▶ _Tasks and exercises_
1. In the paper on Brain-Like Artificial Intelligence, swap "overview" for "summary" and write out the part that begins at the words "This paper aims" and stops after "structure and dynamics.".
2. Put this sentence from the paper on Brain-Like Artificial Intelligence into Spanish: "While this was the original idea leading to the creation of the field more than 50 years ago, reproducing human-level intelligence is today considered as the possibly most complex problem science has ever faced."

▶ _Given text_
------------------------------
Brain Like Artificial Intelligence,
Cognitive Architectures
Hybrid Cognitive Architectures
Human-Level Machine Intelligence

This paper aims at giving a quick overview of the field of Brain-Like Artificial
Intelligence and analysing its potential and the implicit possibility of its use as a tool for
resolving well-known problems, such as creating Ambient Intelligence. The nascent
taxonomy of cognitive architectures related to Brain-Like Artificial Intelligence is also
reviewed, and a further-detailed way of classifying such cognitive architectures is
proposed, with special attention paid to their internal structure and dynamics.


The general objective of Artificial Intelligence
(AI) as a branch of computing science is to make
computers behave like humans [1], or at least allow them
to do things which would require intelligence if done by
humans [5]. While this was the original idea leading to
the creation of the field more than 50 years ago,
reproducing human-level intelligence is today
considered as the possibly most complex problem
science has ever faced.
------------------------------
▶ _Supplied entries_

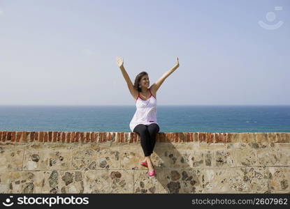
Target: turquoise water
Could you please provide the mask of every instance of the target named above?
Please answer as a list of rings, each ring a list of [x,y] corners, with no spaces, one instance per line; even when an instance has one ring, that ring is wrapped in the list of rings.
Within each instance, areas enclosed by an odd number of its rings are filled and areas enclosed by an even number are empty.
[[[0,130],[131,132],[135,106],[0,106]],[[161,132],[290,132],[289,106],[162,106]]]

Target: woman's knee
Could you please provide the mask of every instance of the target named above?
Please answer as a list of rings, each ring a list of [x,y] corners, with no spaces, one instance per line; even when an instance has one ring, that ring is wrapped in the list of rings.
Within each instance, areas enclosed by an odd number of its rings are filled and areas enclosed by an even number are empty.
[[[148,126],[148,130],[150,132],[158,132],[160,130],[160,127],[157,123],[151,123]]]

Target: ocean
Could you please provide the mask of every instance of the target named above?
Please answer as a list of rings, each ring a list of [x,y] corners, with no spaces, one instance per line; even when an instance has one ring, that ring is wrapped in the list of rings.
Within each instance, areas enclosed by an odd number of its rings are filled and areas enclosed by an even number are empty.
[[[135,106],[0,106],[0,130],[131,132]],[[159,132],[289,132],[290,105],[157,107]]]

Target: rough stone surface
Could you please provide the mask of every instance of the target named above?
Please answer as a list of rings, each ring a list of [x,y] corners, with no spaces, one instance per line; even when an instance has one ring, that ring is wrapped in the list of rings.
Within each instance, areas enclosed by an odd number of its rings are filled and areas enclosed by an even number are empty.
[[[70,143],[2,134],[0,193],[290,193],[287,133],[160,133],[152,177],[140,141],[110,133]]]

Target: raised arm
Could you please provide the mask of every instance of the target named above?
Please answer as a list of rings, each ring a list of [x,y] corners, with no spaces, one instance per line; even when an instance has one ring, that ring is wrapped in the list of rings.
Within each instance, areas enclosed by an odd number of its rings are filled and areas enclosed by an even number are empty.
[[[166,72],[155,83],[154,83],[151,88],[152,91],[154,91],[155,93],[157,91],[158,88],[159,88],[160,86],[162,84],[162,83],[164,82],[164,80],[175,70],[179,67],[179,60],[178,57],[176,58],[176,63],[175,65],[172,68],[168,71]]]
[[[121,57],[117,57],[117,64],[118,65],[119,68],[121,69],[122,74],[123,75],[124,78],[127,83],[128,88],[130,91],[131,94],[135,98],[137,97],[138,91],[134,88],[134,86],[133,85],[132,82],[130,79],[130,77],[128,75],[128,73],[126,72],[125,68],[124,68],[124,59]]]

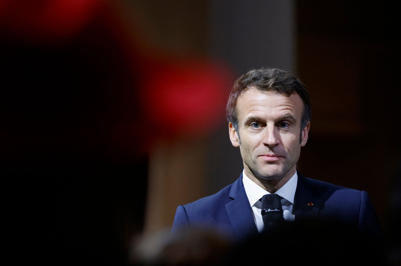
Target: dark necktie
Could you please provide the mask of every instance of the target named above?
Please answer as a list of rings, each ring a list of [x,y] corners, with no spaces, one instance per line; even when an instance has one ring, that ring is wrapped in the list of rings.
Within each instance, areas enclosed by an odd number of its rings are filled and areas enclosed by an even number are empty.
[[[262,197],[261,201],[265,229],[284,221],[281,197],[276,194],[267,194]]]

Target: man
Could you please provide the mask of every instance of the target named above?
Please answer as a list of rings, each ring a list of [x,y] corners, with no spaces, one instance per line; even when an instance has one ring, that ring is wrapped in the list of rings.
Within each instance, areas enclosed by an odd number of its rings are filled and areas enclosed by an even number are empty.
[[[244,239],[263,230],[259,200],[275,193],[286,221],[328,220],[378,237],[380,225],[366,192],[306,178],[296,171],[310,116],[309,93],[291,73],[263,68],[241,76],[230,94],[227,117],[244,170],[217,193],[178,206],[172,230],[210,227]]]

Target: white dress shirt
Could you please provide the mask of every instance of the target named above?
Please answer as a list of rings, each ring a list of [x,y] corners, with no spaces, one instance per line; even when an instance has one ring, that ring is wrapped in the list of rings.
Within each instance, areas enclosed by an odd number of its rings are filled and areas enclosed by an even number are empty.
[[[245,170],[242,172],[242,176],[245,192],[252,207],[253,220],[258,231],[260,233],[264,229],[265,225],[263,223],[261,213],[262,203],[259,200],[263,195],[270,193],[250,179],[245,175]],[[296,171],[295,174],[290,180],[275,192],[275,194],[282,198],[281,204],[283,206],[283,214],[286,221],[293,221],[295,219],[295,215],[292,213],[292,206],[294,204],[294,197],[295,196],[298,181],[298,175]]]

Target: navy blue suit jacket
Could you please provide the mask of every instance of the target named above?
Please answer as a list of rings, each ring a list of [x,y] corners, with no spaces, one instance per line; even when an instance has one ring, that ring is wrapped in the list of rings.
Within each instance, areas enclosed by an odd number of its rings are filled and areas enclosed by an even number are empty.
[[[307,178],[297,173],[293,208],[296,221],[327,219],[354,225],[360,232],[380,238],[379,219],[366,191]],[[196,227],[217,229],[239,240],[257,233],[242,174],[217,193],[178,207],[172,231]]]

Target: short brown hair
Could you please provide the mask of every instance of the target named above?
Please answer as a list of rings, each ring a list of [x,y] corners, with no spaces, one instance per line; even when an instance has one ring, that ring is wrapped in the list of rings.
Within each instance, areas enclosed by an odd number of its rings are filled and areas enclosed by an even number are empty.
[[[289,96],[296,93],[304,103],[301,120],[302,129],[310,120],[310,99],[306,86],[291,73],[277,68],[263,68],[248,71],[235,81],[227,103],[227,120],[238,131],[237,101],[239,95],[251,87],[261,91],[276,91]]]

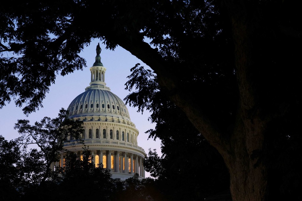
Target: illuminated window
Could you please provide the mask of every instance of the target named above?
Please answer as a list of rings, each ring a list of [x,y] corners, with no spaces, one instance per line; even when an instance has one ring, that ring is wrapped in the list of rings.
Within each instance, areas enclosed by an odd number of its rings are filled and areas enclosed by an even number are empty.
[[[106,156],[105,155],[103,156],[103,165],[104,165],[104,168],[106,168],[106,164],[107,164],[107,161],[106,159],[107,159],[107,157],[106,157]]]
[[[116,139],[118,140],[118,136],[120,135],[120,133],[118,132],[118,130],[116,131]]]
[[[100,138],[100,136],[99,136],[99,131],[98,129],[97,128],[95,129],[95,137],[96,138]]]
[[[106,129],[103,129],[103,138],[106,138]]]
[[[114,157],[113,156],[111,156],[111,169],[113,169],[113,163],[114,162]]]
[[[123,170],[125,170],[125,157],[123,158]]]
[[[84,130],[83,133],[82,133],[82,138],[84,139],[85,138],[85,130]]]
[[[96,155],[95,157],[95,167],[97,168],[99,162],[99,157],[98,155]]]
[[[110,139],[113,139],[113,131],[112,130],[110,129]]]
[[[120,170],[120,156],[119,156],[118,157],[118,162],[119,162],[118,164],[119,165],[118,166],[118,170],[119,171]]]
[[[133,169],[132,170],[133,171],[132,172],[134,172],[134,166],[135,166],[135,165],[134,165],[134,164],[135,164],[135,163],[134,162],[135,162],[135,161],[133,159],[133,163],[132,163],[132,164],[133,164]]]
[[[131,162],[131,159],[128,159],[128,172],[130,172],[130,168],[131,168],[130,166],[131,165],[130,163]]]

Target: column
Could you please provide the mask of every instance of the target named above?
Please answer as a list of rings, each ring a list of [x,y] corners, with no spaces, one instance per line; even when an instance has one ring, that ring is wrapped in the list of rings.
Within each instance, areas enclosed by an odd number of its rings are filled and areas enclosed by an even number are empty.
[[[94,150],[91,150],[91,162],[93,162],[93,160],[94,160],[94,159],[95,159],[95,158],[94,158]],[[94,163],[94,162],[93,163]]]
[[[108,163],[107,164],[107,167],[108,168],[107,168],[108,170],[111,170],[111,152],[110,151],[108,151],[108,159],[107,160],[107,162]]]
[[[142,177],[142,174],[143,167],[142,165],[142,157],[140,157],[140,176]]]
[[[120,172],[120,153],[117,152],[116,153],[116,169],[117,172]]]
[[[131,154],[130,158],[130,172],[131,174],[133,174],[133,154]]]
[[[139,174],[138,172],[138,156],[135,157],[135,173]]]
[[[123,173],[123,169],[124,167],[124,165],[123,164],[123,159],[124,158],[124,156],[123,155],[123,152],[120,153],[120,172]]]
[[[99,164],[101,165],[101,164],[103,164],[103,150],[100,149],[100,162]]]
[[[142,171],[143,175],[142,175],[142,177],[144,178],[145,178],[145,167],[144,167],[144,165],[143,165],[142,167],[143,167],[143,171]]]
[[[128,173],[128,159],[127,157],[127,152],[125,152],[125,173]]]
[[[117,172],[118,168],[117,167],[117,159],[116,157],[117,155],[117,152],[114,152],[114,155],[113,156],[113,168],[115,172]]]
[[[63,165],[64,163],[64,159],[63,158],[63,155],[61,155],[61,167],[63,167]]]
------------------------------
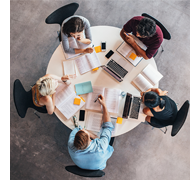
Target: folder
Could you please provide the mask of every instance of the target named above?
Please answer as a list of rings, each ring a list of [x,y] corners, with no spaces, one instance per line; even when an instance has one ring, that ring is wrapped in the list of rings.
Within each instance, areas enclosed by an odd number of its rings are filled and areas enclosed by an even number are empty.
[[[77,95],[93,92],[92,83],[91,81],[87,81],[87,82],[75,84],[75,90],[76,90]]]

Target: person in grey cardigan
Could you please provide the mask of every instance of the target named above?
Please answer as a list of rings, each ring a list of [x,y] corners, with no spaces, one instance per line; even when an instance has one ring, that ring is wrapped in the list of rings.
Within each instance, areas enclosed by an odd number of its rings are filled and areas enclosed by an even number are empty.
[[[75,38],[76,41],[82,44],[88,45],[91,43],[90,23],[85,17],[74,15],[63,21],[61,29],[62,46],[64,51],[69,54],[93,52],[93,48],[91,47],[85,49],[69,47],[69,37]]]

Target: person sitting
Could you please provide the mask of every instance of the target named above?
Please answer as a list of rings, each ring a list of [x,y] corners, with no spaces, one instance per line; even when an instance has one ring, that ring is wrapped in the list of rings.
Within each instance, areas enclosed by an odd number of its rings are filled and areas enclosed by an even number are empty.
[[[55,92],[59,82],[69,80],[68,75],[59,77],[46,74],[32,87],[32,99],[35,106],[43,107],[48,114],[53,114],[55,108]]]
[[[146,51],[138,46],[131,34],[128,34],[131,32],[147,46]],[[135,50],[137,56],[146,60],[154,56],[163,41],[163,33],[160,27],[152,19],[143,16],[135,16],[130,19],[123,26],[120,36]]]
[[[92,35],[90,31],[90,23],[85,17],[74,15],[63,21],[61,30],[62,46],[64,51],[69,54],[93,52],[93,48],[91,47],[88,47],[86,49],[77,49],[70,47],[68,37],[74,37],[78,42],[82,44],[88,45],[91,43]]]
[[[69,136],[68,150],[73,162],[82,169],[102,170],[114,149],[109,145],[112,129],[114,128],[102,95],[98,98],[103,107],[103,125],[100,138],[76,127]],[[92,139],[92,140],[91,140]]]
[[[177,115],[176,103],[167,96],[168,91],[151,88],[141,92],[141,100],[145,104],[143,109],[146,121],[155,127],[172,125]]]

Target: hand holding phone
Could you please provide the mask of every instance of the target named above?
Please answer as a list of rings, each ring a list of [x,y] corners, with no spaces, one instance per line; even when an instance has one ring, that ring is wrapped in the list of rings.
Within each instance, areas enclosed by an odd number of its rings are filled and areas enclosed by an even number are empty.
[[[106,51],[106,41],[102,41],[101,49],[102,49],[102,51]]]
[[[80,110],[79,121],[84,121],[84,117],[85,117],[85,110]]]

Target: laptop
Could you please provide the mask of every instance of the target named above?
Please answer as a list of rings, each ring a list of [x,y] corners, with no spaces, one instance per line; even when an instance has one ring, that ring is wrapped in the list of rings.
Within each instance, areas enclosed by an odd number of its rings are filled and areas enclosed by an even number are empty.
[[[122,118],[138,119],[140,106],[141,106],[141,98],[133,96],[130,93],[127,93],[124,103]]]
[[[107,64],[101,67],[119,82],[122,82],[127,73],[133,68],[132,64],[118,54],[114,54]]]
------------------------------
▶ _Results by task_
1.
This paper aims at giving a quick summary of the field of Brain-Like Artificial
Intelligence and analysing its potential and the implicit possibility of its use as a tool for
resolving well-known problems, such as creating Ambient Intelligence. The nascent
taxonomy of cognitive architectures related to Brain-Like Artificial Intelligence is also
reviewed, and a further-detailed way of classifying such cognitive architectures is
proposed, with special attention paid to their internal structure and dynamics.

2. Aunque esta fue la idea original que condujo a la creación del campo hace más de 50 años, hoy en día reproducir una inteligencia de nivel humano se considera posiblemente el problema más complejo al que se ha enfrentado jamás la ciencia.